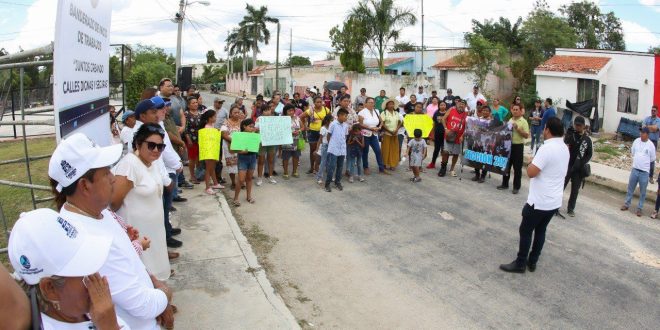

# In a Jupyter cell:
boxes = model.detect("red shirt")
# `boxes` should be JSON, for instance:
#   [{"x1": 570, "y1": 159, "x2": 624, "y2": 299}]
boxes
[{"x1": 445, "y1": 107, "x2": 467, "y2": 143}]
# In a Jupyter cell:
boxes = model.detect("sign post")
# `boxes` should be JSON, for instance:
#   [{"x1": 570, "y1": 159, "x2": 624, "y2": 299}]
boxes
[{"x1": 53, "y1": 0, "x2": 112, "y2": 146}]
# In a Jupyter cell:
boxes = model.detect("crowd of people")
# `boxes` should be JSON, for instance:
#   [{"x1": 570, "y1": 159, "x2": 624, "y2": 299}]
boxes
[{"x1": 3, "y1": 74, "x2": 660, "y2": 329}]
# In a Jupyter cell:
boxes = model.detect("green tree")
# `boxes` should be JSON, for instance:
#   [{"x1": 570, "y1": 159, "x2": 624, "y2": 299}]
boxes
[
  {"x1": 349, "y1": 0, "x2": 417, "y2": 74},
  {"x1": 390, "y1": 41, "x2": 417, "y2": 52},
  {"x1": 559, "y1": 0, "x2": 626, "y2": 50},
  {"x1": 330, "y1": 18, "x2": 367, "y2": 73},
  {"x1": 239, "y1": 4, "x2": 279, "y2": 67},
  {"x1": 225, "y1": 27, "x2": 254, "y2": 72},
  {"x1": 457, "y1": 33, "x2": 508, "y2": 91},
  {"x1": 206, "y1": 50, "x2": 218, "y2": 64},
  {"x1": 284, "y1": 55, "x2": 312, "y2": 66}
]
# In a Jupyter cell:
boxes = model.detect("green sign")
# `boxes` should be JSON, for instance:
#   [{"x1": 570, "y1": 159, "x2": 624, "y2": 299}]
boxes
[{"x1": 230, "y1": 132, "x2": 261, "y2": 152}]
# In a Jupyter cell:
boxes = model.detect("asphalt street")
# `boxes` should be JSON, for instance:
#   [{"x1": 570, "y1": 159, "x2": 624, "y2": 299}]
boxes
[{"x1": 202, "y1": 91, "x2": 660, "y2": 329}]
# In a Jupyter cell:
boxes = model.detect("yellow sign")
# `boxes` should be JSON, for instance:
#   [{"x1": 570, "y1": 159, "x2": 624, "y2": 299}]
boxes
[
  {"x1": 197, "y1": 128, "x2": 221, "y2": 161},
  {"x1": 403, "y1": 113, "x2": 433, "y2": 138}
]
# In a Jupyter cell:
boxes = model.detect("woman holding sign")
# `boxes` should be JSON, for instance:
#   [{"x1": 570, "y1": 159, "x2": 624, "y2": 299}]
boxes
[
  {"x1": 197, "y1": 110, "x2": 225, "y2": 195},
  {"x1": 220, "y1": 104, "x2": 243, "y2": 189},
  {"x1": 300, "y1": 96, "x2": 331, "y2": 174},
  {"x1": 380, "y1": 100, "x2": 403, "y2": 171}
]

----------------------------------------

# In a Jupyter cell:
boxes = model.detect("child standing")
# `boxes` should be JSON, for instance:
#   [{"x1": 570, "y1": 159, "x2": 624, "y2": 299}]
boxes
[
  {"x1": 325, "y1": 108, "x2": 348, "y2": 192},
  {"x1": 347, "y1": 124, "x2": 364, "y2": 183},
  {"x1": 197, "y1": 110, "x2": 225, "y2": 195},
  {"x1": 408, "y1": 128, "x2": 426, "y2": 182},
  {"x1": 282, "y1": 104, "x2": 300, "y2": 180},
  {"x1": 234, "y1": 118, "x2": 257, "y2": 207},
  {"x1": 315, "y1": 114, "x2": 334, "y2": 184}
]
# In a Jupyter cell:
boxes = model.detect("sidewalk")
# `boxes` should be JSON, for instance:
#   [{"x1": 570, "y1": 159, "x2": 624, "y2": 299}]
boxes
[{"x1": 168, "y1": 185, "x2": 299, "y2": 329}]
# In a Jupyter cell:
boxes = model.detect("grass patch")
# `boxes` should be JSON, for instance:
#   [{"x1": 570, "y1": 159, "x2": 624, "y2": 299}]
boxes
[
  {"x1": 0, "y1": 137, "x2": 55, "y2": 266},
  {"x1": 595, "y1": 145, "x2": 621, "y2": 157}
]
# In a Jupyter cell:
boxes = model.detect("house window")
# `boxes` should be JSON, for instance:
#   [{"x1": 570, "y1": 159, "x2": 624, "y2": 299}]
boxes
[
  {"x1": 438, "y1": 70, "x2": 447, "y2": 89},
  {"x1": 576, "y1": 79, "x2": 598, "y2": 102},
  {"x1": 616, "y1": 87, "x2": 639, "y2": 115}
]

----------------------------------------

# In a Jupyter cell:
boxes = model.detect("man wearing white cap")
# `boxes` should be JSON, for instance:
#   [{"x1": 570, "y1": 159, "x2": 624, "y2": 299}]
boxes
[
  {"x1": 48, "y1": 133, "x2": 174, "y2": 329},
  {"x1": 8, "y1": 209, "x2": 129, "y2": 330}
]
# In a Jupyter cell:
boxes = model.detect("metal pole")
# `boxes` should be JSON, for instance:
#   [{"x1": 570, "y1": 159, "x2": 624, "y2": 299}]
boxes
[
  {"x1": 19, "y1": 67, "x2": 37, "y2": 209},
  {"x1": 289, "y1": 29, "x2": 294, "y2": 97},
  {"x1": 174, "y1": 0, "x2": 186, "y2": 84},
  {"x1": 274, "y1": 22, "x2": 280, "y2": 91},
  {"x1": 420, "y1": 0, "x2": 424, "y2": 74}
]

----------------------------------------

### TASK DIRECTIONS
Pick out every line above that contains the word "green" and copy each one.

### SOLUTION FOR THIS PROBLEM
boxes = model.detect("green tree")
boxes = model.detect("green sign")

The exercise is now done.